(Point localization data)

★ ★ ★ ★ ★ ★ ★

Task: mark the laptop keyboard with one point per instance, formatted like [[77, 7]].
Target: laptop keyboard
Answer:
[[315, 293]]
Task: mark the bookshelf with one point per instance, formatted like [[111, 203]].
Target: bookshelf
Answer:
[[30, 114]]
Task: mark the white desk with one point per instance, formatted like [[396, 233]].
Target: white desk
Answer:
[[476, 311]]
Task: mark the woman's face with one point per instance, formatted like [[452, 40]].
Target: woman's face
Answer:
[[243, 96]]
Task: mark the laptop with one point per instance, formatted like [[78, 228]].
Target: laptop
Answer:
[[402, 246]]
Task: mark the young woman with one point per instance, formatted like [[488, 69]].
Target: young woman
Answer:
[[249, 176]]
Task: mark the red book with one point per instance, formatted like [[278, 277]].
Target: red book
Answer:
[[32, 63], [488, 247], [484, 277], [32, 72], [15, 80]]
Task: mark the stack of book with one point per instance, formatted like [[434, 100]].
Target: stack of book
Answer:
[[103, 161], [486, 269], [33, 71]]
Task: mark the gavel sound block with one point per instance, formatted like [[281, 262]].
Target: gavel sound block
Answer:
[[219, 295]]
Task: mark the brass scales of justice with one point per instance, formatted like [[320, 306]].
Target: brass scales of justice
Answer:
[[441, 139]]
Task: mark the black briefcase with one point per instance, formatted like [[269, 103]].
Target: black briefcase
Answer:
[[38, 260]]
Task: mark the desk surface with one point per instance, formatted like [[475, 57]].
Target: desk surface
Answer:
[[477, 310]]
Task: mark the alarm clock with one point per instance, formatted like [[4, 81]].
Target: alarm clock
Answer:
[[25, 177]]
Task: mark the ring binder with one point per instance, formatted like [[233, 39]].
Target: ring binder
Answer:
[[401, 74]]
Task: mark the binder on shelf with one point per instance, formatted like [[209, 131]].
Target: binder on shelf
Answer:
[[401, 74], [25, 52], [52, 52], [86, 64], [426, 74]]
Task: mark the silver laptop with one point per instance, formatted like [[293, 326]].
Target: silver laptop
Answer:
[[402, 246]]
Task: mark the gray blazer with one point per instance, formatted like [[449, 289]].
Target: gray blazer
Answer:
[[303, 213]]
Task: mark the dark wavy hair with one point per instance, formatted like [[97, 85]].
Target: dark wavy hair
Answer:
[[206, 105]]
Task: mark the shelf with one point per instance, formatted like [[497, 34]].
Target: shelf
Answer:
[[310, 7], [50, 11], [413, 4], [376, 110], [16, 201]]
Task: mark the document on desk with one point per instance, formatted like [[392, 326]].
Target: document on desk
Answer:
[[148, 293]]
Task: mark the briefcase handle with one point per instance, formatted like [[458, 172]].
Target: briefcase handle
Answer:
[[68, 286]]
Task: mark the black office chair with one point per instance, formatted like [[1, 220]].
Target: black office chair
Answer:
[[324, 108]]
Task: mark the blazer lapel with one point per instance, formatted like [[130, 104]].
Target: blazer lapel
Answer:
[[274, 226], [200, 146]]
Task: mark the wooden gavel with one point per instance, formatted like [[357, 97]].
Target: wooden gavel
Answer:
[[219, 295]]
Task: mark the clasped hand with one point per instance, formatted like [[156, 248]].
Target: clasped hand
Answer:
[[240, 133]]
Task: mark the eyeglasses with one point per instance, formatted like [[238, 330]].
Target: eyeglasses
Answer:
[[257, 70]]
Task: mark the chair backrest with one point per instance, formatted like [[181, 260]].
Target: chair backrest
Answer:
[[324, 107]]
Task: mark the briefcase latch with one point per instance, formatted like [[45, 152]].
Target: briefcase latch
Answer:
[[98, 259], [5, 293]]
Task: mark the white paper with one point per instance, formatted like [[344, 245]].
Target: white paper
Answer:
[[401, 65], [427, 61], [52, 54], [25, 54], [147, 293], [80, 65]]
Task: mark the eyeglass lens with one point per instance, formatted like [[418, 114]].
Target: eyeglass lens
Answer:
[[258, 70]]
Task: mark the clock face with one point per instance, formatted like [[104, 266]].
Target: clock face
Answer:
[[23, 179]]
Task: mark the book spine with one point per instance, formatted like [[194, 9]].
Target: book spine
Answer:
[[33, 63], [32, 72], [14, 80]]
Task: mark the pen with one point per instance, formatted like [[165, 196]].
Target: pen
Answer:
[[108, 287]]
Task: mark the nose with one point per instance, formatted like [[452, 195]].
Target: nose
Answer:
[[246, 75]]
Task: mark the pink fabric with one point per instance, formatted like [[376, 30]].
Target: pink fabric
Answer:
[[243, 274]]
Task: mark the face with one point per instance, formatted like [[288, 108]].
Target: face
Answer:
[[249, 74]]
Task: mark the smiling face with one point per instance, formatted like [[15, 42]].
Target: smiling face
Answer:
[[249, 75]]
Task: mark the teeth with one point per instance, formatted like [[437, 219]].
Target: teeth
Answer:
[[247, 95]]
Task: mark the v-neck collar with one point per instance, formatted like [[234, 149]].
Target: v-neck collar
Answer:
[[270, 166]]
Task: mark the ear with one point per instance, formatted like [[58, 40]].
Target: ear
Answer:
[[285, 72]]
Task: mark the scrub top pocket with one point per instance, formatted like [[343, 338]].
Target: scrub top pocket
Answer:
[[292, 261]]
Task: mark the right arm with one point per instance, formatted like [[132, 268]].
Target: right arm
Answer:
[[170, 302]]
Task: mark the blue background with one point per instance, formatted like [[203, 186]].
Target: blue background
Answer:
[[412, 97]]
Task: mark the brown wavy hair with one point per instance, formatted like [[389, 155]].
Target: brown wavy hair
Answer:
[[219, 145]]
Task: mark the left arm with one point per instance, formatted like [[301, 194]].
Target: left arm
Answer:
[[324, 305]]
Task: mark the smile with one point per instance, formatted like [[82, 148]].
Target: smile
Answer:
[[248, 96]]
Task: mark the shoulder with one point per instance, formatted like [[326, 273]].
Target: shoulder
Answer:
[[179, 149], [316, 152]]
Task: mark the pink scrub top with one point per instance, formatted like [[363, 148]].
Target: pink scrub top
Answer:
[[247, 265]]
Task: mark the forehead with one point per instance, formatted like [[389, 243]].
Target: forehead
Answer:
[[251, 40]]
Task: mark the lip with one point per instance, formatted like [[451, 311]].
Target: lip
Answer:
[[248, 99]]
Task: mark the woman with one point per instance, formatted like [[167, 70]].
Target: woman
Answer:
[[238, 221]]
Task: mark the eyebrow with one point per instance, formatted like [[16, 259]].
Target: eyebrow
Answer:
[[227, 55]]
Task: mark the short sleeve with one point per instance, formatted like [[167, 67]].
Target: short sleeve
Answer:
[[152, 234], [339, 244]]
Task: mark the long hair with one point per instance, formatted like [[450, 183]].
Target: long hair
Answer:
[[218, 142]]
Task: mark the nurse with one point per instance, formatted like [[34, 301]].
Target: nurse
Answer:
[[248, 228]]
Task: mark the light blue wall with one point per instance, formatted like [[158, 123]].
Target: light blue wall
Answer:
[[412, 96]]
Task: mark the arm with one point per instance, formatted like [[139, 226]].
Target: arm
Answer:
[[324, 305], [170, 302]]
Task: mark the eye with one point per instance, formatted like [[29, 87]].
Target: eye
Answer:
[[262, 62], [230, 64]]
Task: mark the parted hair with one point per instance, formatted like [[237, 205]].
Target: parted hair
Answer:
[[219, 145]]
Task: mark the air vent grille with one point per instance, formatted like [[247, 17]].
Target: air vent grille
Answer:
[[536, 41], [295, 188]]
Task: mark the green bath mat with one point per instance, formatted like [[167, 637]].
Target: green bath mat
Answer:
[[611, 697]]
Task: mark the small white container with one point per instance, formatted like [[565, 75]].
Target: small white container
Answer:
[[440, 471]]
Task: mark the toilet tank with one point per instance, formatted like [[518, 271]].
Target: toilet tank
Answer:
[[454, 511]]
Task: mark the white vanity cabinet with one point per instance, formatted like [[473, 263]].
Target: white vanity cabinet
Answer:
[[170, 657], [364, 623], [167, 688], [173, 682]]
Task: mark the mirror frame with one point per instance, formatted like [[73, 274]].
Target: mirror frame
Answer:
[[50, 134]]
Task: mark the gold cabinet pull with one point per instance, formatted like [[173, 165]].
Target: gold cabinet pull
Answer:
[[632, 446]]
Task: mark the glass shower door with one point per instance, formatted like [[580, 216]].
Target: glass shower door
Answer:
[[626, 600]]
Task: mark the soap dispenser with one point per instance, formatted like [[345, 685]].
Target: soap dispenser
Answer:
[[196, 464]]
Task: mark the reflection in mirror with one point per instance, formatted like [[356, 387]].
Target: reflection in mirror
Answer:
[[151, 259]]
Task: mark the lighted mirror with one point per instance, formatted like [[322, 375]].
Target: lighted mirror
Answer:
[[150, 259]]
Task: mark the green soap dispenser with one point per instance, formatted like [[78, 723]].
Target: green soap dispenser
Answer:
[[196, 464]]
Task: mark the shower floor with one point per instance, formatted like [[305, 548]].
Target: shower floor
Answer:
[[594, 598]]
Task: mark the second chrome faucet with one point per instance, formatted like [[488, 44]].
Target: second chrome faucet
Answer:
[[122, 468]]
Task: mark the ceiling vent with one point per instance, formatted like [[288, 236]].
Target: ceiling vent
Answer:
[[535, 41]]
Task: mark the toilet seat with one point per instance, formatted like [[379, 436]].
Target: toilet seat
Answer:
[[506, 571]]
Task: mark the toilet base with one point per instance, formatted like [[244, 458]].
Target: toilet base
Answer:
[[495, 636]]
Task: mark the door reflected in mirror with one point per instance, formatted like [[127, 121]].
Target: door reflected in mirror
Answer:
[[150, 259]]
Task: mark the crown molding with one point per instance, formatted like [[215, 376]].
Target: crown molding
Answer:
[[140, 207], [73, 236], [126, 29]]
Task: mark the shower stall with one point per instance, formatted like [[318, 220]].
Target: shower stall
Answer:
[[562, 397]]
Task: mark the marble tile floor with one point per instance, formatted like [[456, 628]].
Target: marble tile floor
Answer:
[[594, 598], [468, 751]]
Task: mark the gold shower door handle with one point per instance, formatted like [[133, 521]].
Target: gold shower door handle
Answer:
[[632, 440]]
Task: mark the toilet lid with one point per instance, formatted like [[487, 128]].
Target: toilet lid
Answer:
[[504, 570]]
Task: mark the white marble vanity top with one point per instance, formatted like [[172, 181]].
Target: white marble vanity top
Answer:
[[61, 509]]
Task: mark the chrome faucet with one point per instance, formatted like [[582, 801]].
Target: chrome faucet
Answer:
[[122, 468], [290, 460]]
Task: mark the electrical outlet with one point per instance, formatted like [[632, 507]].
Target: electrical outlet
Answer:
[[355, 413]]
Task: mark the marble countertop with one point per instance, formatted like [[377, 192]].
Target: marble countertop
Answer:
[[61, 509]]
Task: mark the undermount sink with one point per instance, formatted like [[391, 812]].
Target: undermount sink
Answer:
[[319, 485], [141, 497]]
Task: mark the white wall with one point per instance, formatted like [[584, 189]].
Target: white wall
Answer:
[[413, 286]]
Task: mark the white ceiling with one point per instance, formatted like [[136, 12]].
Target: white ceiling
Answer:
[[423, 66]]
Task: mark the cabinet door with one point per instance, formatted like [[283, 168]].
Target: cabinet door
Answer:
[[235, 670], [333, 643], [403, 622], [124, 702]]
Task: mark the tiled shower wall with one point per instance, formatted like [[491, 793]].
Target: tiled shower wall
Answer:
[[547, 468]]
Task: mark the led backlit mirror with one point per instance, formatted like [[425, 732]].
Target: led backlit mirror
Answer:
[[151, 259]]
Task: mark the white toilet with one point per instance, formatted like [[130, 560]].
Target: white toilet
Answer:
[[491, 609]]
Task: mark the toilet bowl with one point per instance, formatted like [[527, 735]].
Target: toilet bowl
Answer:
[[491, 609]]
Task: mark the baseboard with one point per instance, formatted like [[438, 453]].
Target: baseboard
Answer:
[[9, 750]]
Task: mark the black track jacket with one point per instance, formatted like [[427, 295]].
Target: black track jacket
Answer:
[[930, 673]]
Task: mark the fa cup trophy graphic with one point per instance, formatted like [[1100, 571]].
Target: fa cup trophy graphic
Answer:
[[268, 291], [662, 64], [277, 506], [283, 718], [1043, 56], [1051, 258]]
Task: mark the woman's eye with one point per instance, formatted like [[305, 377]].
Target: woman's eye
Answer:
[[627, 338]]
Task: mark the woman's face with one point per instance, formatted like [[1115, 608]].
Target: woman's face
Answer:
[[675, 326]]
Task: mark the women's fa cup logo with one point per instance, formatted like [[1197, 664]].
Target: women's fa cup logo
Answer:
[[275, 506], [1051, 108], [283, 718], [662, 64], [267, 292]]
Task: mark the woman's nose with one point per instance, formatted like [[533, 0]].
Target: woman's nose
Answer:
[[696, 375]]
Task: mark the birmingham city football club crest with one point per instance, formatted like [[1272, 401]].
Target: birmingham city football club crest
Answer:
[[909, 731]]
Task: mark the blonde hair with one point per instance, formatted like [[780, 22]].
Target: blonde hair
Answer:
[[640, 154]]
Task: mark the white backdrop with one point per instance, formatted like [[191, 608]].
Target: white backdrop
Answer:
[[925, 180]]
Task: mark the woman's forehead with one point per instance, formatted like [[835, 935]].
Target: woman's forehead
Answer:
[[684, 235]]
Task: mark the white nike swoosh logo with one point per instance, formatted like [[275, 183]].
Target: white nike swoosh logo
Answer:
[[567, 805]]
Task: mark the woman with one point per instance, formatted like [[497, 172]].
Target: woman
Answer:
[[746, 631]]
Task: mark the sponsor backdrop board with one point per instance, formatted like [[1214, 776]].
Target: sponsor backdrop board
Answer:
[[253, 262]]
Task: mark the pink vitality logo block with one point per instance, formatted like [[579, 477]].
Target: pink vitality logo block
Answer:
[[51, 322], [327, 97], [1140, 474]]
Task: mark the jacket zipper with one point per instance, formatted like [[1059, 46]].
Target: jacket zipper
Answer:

★ ★ ★ ★ ★ ★ ★

## What you need to do
When you reach the line holding "Target: small white container" in the records above, begin reproducing exactly, stop after the line holding "Target: door reflected in mirror", and output nothing else.

## Answer to the exercise
Target: small white container
Answer:
[[440, 471]]
Task: mark the toilet tank with one point per instance, formatted like [[518, 271]].
Target: toilet tank
Answer:
[[454, 511]]
Task: mark the white vanity cabinet with one point per instance, formatted like [[473, 263]].
Target: white vanity cabinet
Answer:
[[170, 657], [364, 623], [167, 688], [173, 682]]
Task: mark the mirror frame with one point per instance, formatted like [[73, 274]].
Target: mirror frame
Answer:
[[50, 134]]
Task: mark the gold cabinet pull with one point per instance, formatted like [[173, 165]].
Target: gold cabinet pull
Answer:
[[632, 446]]
Task: mark the glass shower door with one point per instance, formatted like [[580, 216]].
Target: glass shower door
Answer:
[[626, 600]]
Task: mark the soap dispenser with one point per instance, formatted like [[345, 685]].
Target: soap dispenser
Answer:
[[196, 464]]
Task: mark the reflection in mirror with one point per instance, formatted like [[356, 387]].
Target: reflection in mirror
Answer:
[[151, 259]]
Task: mark the lighted mirror with one point per instance, formatted like [[322, 375]].
Target: lighted mirror
Answer:
[[150, 259]]
Task: mark the green soap dispenser with one point per instance, formatted like [[78, 723]].
Target: green soap dispenser
Answer:
[[196, 464]]
Task: mark the shower floor with one point per instance, formatted like [[305, 548]].
Target: shower floor
Answer:
[[594, 598]]
Task: mark the second chrome faucet with one point per instance, formatted like [[488, 44]].
Target: second chrome faucet
Answer:
[[122, 468]]
Task: mark the ceiling vent with one point per instance, formatted like [[288, 236]].
Target: ceiling vent
Answer:
[[535, 41]]
Task: mark the toilet seat with one point per instance, formatted like [[379, 436]].
Target: toilet seat
Answer:
[[506, 571]]
Task: mark the toilet base with one point per instance, formatted like [[244, 458]].
Target: toilet base
Answer:
[[495, 636]]
Task: mark the door reflected in mirror with one point per instance, formatted like [[127, 121]].
Target: door reflected in mirror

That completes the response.